** BEGIN **

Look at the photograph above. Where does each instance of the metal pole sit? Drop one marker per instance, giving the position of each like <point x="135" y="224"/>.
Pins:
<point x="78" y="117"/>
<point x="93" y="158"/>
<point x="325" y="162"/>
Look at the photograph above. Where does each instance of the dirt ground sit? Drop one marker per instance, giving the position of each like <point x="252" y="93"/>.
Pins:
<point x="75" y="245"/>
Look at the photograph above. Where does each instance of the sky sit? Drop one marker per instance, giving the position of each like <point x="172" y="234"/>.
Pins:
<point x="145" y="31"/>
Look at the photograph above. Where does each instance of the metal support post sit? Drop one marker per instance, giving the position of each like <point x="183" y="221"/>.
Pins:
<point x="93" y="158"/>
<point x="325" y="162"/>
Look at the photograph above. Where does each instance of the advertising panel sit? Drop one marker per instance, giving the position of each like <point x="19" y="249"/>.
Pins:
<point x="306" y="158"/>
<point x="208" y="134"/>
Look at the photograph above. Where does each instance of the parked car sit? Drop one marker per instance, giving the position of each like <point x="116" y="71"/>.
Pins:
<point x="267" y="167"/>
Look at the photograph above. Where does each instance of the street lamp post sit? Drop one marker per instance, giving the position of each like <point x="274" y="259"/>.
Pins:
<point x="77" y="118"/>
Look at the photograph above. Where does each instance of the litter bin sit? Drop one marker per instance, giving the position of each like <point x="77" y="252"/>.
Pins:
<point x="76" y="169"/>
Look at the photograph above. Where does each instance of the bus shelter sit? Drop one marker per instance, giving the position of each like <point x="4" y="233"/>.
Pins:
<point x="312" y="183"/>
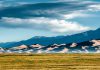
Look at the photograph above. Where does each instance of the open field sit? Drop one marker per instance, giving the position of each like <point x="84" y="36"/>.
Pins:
<point x="50" y="62"/>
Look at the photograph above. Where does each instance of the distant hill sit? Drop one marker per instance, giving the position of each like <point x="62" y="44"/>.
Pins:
<point x="80" y="37"/>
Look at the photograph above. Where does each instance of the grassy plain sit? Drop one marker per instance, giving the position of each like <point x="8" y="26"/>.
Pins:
<point x="50" y="62"/>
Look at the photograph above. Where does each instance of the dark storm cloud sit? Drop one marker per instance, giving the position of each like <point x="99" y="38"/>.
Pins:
<point x="41" y="9"/>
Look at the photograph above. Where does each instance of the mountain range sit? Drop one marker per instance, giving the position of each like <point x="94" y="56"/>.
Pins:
<point x="45" y="41"/>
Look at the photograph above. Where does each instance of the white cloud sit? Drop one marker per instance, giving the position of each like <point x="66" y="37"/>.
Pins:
<point x="75" y="14"/>
<point x="53" y="25"/>
<point x="94" y="7"/>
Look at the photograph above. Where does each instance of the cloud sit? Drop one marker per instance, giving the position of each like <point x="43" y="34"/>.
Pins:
<point x="53" y="25"/>
<point x="95" y="7"/>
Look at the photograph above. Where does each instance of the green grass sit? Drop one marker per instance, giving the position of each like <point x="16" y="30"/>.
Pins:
<point x="50" y="62"/>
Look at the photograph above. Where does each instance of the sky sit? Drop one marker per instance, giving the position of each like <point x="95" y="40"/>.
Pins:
<point x="23" y="19"/>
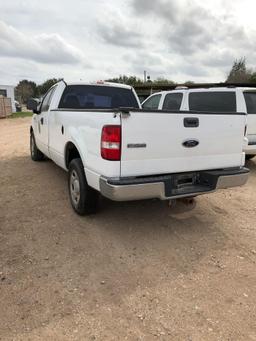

** END **

> [Work to do]
Present every line of the records above as a numbered list. Skip blank lines and leave the pictures out.

> [Task solution]
1. Look at the photograph above. Where does each instance of the metal pole sit? Drop one marker per instance, giving the position of each like <point x="135" y="224"/>.
2. Pins:
3. <point x="78" y="117"/>
4. <point x="93" y="158"/>
5. <point x="325" y="162"/>
6. Look at the photograph above. Where does each instance of the dirt ground sit? Drop one marker per instance, giving the position of each like <point x="252" y="93"/>.
7. Pins:
8. <point x="75" y="245"/>
9. Look at the photograph above. Where does each instance of the sky sit? Drop one marker per instance, giving the position of each like <point x="172" y="234"/>.
10. Pins:
11. <point x="145" y="31"/>
12. Look at the photograph above. Where does each instance of the metal support post sit? Drop one marker per instance, giving the position of each like <point x="183" y="221"/>.
13. Pins:
14. <point x="93" y="158"/>
15. <point x="325" y="162"/>
16. Look at the photograph above. Where does each instance of the advertising panel sit? Drop one marker per instance, giving the position of each like <point x="19" y="249"/>.
17. Pins:
18. <point x="306" y="158"/>
19. <point x="208" y="134"/>
20. Look at the photograph above. Where does each instance of the parked car sit? Drop one marker per instance, giving the position of each like <point x="116" y="71"/>.
21. Pins:
22. <point x="267" y="167"/>
23. Look at the photograph above. Where does each instance of the street lamp post sit? Drop one marker per instance, giving the position of each like <point x="274" y="259"/>.
24. Pins:
25. <point x="77" y="118"/>
26. Look at the photograph above. Where does each instance of the litter bin sit? Drop one marker per instance, giving the position of each like <point x="77" y="252"/>.
27. Pins:
28. <point x="76" y="169"/>
29. Look at the photograph above. Where does each instance of the bus shelter sit? Drop one marker per instance, giving the position of each like <point x="4" y="233"/>.
30. Pins:
31. <point x="312" y="183"/>
32. Look at the photograph above. Where does each instance of the open field sit? Drop one marker per instance, giving the position of each like <point x="84" y="36"/>.
33. Pins:
34. <point x="50" y="62"/>
35. Look at the photograph above. Where does each instance of the distant hill sit? Drop one marker per instance, giving the position of each like <point x="62" y="44"/>.
36. Pins:
37. <point x="80" y="37"/>
38. Look at the photograph above. Where does each instance of the grassy plain sit? Drop one marker per instance, giving the position of each like <point x="8" y="26"/>.
39. Pins:
40. <point x="50" y="62"/>
41. Look at the photograph above. Where does each instance of the dark storm cloud sit? Drop one marker per instance, giving the position of each like <point x="99" y="38"/>.
42. Pins:
43. <point x="41" y="9"/>
44. Look at the photograph above. Where does each instance of the mountain range sit? Drop one marker per instance, giving the position of each like <point x="94" y="56"/>.
45. Pins:
46. <point x="45" y="41"/>
47. Look at the photograph above. Where does each instance of the white cloud sit? Drop one marker per instance, giving the position of each like <point x="66" y="37"/>.
48. Pins:
49. <point x="75" y="14"/>
50. <point x="53" y="25"/>
51. <point x="94" y="7"/>
52. Look at the photograph above. Where does each instance of the cloud sit? Drop one marker per instance, giving the position of each like <point x="43" y="34"/>.
53. Pins:
54. <point x="53" y="25"/>
55. <point x="95" y="7"/>
56. Look at the photograph above. Where does each instance of the green grass sit? Drop one marker per instance, giving the position of each like <point x="16" y="30"/>.
57. Pins:
58. <point x="50" y="62"/>
59. Look at the photograph above. Where does each instance of the sky sit? Drop one marker per instance, giving the position of each like <point x="95" y="40"/>.
60. Pins:
61. <point x="23" y="19"/>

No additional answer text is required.